REQUIRED WORK:
From first line to last, copy the material below exactly.

DATA UNDER STUDY:

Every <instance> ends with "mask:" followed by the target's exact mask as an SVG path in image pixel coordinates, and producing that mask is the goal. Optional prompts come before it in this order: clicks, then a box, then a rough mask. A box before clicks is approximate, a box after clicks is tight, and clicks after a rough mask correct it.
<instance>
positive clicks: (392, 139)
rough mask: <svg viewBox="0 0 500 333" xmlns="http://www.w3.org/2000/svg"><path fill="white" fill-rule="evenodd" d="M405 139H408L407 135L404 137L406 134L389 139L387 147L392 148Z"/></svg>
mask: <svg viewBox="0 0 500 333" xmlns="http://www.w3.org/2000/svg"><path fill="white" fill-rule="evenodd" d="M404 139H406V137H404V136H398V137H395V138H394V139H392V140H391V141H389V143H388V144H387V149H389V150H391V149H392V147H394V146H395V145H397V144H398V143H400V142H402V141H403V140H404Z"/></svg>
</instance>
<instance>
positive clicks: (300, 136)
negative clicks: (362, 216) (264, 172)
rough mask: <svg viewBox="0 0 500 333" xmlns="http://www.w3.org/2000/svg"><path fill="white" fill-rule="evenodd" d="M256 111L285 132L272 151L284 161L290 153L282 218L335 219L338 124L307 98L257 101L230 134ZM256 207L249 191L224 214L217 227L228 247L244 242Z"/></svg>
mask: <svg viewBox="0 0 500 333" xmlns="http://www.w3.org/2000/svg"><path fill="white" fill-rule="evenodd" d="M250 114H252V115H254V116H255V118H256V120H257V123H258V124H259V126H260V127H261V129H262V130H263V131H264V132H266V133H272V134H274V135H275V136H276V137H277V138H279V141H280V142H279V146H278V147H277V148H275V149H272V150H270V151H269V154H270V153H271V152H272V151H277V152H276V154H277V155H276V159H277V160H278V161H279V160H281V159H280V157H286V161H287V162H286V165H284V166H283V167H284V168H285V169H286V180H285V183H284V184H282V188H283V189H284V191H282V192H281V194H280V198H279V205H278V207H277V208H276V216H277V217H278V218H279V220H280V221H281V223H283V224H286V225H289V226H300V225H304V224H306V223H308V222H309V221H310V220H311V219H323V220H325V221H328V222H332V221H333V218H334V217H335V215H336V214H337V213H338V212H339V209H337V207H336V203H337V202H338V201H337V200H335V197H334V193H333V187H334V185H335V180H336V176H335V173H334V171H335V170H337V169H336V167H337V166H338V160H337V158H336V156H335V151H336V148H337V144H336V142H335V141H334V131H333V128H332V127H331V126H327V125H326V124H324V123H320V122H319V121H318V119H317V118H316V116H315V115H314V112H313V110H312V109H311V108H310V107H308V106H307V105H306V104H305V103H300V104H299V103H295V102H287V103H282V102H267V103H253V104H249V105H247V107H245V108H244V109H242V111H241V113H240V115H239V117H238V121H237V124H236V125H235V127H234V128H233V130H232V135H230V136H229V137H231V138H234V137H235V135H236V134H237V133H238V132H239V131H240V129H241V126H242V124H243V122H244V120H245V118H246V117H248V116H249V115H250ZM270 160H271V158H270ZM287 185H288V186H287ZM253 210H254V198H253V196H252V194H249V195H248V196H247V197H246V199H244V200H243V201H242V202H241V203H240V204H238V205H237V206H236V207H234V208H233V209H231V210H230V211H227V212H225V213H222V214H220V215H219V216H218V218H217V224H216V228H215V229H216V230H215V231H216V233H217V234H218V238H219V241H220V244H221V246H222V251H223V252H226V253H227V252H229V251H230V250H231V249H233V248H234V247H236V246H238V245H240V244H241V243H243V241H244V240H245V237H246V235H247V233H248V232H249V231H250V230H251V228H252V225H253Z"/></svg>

RESPONSE BOX:
Every <instance> ends with "mask:" followed by the target's exact mask as an SVG path in image pixel coordinates, and producing that mask is the goal. Optional prompts come before it in this order: clicks, then a box, then a rough mask. A box before clicks is approximate, a box after clicks is tight, and clicks after a rough mask correct it.
<instance>
positive clicks: (392, 139)
rough mask: <svg viewBox="0 0 500 333" xmlns="http://www.w3.org/2000/svg"><path fill="white" fill-rule="evenodd" d="M405 139H408L407 135L404 137L406 134L389 139L387 147L392 148Z"/></svg>
mask: <svg viewBox="0 0 500 333" xmlns="http://www.w3.org/2000/svg"><path fill="white" fill-rule="evenodd" d="M404 139H406V137H404V136H398V137H395V138H394V139H392V140H391V141H389V143H388V144H387V149H389V150H391V149H392V147H394V146H395V145H397V144H398V143H400V142H402V141H403V140H404Z"/></svg>
</instance>
<instance>
positive clicks: (300, 136)
negative clicks: (362, 216) (264, 172)
rough mask: <svg viewBox="0 0 500 333" xmlns="http://www.w3.org/2000/svg"><path fill="white" fill-rule="evenodd" d="M256 111L285 132L272 151L284 161L290 153L282 218L335 219L338 124L307 98L257 101L230 134ZM256 207L249 191L224 214L217 227L228 247L244 242Z"/></svg>
mask: <svg viewBox="0 0 500 333" xmlns="http://www.w3.org/2000/svg"><path fill="white" fill-rule="evenodd" d="M250 114H252V115H254V116H255V118H256V120H257V123H258V124H259V126H260V127H261V129H262V130H263V131H264V132H266V133H272V134H274V135H275V136H276V137H277V138H279V141H280V142H279V146H278V147H277V148H275V149H272V150H270V151H269V154H270V153H271V152H272V151H277V152H276V154H277V155H276V159H277V160H278V161H279V160H281V159H280V157H286V161H287V162H286V165H284V166H283V167H284V168H285V169H286V180H285V183H284V184H282V188H283V189H284V191H282V192H281V194H280V198H279V205H278V207H277V208H276V216H277V217H278V218H279V220H280V221H281V223H283V224H286V225H289V226H300V225H304V224H306V223H308V222H309V221H310V220H311V219H323V220H325V221H328V222H332V221H333V218H334V217H335V215H336V214H337V213H338V212H339V209H337V207H336V203H337V202H338V201H337V200H335V197H334V193H333V187H334V185H335V180H336V176H335V173H334V171H335V170H337V169H336V167H337V166H338V160H337V158H336V156H335V151H336V148H337V144H336V142H335V141H334V131H333V128H332V127H331V126H327V125H326V124H324V123H320V122H319V121H318V119H317V118H316V116H315V115H314V112H313V110H312V109H311V108H310V107H308V106H307V105H306V104H305V103H300V104H299V103H295V102H287V103H282V102H267V103H253V104H249V105H247V107H245V108H244V109H242V111H241V113H240V115H239V117H238V121H237V124H236V125H235V127H234V128H233V130H232V135H230V136H229V137H231V138H234V137H235V135H236V134H237V133H238V132H239V131H240V129H241V126H242V124H243V122H244V120H245V118H246V117H248V116H249V115H250ZM270 160H271V158H270ZM287 185H288V186H287ZM253 210H254V198H253V196H252V194H249V195H248V196H247V197H246V199H244V200H243V201H242V202H241V203H240V204H238V205H237V206H236V207H234V208H233V209H231V210H230V211H227V212H225V213H222V214H220V215H219V216H218V218H217V224H216V228H215V229H216V230H215V231H216V233H217V234H218V238H219V241H220V244H221V246H222V251H223V252H226V253H227V252H229V251H230V250H231V249H233V248H234V247H236V246H238V245H240V244H241V243H243V241H244V240H245V237H246V235H247V233H248V232H249V231H250V230H251V228H252V225H253Z"/></svg>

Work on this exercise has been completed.